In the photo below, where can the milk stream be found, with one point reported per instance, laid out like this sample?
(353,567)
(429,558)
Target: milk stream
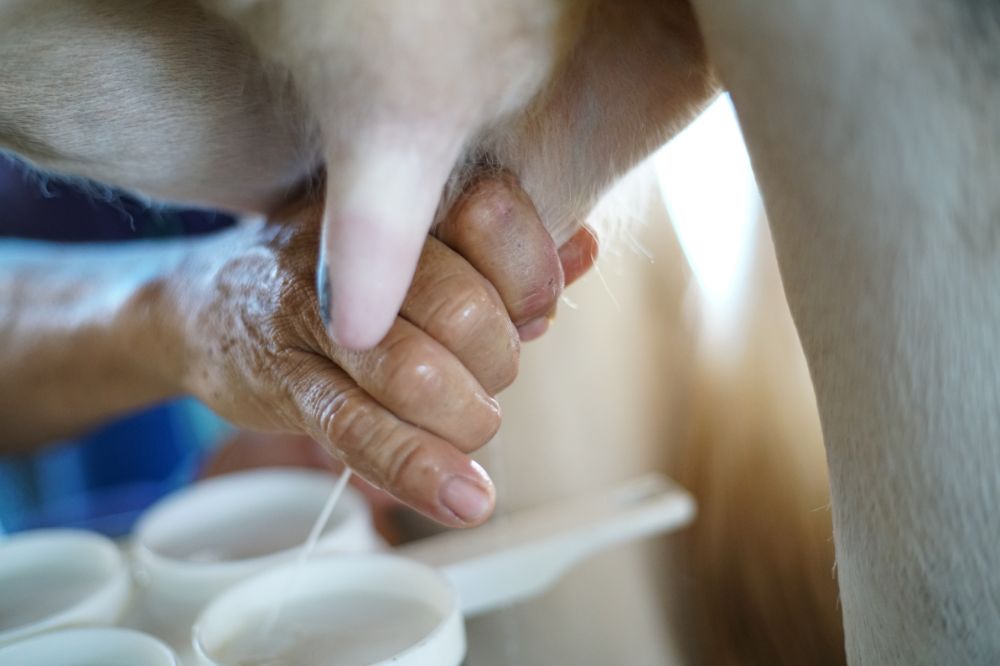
(307,548)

__________

Can you rewrite all of the items above, swapping "milk stream" for "stream of milk" wherever it occurs and keeping everything else the same? Leave the pictures out.

__Response for this exercise__
In the photo below, where can the stream of milk be found, with one point reported per instance, laid out like this sample?
(353,567)
(429,558)
Target: stream of milk
(307,548)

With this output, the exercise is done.